:: WRITTEN TASK ::
Return, character for character, the lines from the one bearing "of the seat" through the end of the material. Omit everything before that line.

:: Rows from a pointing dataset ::
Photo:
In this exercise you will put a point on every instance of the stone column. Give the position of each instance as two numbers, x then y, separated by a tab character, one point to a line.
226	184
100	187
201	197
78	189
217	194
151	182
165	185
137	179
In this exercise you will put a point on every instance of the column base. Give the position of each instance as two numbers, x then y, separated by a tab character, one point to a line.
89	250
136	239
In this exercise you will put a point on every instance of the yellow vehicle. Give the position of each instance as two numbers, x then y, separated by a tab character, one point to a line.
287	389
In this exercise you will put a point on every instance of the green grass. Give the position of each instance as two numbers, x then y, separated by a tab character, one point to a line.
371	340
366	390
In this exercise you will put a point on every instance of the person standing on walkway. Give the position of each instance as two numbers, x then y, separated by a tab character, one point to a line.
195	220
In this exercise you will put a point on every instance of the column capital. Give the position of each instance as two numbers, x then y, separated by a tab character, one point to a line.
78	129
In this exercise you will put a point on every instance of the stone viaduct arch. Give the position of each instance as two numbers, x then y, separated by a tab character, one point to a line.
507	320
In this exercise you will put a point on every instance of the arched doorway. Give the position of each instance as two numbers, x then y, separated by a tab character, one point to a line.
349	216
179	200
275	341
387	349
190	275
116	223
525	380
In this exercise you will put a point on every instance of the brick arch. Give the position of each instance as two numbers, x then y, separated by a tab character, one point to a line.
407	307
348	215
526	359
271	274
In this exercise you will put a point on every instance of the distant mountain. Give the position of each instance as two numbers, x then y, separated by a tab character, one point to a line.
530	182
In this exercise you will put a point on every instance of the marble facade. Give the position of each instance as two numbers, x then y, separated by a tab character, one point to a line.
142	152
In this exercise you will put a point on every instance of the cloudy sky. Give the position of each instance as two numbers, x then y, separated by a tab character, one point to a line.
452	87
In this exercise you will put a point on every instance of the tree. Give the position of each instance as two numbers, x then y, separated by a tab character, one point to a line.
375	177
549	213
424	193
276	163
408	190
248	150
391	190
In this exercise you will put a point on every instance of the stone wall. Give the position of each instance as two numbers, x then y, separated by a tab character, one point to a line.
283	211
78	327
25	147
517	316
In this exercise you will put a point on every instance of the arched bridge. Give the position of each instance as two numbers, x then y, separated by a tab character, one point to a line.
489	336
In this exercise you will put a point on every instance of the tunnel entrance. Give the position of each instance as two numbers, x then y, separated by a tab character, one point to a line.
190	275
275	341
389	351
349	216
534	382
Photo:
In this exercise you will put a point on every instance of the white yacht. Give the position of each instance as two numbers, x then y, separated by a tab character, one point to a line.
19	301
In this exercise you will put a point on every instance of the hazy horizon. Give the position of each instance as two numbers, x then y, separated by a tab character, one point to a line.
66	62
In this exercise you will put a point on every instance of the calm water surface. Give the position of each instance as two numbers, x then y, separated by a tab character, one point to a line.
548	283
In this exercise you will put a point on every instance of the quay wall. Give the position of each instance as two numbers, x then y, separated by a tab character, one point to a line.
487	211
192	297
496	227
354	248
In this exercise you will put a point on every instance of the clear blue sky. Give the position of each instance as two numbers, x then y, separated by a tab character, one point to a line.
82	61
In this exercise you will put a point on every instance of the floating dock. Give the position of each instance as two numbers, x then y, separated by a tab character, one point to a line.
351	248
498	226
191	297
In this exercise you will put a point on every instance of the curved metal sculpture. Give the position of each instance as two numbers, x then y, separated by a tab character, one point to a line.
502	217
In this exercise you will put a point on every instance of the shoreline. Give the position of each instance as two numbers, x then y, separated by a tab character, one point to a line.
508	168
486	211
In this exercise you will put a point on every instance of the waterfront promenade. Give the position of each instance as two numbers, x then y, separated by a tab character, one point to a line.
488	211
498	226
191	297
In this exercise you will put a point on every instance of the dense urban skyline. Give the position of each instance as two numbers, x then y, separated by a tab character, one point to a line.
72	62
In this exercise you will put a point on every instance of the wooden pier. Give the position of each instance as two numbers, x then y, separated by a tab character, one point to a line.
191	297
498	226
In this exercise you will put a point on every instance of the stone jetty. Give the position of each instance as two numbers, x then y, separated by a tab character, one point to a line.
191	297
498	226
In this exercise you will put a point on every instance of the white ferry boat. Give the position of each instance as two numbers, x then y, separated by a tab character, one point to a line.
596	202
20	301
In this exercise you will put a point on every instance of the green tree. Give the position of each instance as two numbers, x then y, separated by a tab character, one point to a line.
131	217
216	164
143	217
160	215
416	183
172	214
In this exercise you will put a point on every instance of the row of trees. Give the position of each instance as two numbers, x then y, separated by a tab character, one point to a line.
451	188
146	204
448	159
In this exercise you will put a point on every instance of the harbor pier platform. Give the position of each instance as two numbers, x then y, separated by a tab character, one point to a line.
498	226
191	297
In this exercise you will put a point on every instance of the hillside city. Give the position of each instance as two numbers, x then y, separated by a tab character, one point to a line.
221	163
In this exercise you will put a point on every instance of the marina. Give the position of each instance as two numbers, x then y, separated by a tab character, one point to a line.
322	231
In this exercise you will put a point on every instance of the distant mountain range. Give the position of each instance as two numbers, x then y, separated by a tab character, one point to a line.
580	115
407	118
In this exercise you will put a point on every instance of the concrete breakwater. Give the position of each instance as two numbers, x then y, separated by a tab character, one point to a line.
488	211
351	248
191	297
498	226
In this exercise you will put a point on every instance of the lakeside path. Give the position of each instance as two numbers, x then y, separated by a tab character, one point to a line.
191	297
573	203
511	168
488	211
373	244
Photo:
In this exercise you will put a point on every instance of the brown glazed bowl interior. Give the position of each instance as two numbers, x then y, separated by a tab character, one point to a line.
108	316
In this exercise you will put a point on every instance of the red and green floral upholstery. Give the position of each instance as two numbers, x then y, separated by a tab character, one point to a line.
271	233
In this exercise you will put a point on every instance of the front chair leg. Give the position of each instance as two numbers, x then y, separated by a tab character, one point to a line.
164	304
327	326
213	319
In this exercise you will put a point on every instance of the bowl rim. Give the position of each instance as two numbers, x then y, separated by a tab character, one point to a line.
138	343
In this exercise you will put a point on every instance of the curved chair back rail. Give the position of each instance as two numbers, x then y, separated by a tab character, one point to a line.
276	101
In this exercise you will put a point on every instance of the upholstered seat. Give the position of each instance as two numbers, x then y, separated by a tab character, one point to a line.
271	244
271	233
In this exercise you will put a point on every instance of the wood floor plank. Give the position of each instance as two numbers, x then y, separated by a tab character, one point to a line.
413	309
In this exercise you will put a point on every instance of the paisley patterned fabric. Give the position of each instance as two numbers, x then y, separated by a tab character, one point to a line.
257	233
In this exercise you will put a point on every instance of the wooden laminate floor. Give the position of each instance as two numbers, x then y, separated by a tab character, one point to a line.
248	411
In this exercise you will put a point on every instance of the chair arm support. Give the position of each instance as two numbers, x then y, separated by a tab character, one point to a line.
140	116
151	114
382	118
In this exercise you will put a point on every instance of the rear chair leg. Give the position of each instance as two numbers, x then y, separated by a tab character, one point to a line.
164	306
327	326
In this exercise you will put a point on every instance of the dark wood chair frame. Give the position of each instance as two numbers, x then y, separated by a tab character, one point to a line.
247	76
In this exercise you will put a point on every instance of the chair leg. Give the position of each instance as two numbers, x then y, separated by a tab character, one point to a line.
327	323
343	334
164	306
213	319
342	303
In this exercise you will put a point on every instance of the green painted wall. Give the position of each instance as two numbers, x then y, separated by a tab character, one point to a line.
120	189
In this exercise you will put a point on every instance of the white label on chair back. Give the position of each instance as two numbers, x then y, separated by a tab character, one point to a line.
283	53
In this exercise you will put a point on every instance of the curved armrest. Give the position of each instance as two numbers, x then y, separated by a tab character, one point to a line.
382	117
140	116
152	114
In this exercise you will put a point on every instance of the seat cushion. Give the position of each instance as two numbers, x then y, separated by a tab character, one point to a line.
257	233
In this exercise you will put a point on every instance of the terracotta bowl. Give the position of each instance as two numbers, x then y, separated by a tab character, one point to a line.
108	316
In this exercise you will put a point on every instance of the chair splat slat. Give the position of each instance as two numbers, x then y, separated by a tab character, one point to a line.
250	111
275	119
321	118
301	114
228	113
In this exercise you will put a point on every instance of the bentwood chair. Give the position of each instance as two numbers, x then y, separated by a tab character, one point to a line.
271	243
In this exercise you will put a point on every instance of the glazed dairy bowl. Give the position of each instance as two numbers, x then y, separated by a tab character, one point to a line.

:: ANSWER IN FULL ::
In this exercise you will put a point on every instance of the seat cushion. Give the position of each instance as two numbers, x then y, separated by a tab character, one point to a line.
257	233
In this exercise you will put a point on every instance of the terracotta bowl. Give the position of each instance as two numbers, x then y, separated by a tab character, one point to a line.
108	316
In this exercise you will put a point on every instance of the chair splat slat. Give the position of each instance as two numbers, x then y, separated by a tab character, one point to a line.
250	111
275	119
321	118
301	114
228	113
In this exercise you will put a point on every instance of the bentwood chair. Give the position of each instance as two numbers, x then y, separated by a tab character, one point to a line.
271	243
In this exercise you will put a point on every instance of the glazed dairy bowl. Give the position of each instance as two numbers, x then y, separated by a tab character, one point to a line.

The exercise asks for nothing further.